## Material provided

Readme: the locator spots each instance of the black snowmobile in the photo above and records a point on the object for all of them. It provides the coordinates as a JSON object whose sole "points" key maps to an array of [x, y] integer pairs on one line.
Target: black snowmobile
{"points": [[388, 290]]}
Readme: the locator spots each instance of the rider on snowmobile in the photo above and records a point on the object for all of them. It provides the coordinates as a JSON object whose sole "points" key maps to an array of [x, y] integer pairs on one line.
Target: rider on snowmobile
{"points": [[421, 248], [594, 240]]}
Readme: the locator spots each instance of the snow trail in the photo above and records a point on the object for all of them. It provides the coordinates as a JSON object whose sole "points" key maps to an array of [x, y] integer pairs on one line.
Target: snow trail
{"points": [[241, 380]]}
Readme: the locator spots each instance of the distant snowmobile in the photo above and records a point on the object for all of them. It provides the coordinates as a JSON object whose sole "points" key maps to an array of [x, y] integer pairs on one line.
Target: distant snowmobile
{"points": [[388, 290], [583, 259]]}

## What is required
Write out an exact transcription of the line with "Readme: the locator spots each instance of the rider" and of each line after it; stop at the end of the records.

## Output of the task
Readme: the locator spots each instance of the rider on snowmobile in the photo above and records a point on the object for all of them. It provides the coordinates as a JSON object whose sole "points" key maps to an array of [x, y] integer pairs on one line.
Target: rider on snowmobile
{"points": [[421, 248], [594, 240]]}
Readme: the locator spots each instance of the snow trail in the photo above and records a point on the object for all of them. It provides the coordinates as a JSON object whose sole "points" key maps to an array of [x, y] integer pairs on one line.
Target: snow trail
{"points": [[241, 380]]}
Readme: the locator spots each instance of the distant snowmobile in the photo above and records a point on the object for all of them. It provides the coordinates as a JSON object whose sole "points" key maps to an array of [x, y] integer pairs on one line.
Target: distant snowmobile
{"points": [[388, 290], [583, 259]]}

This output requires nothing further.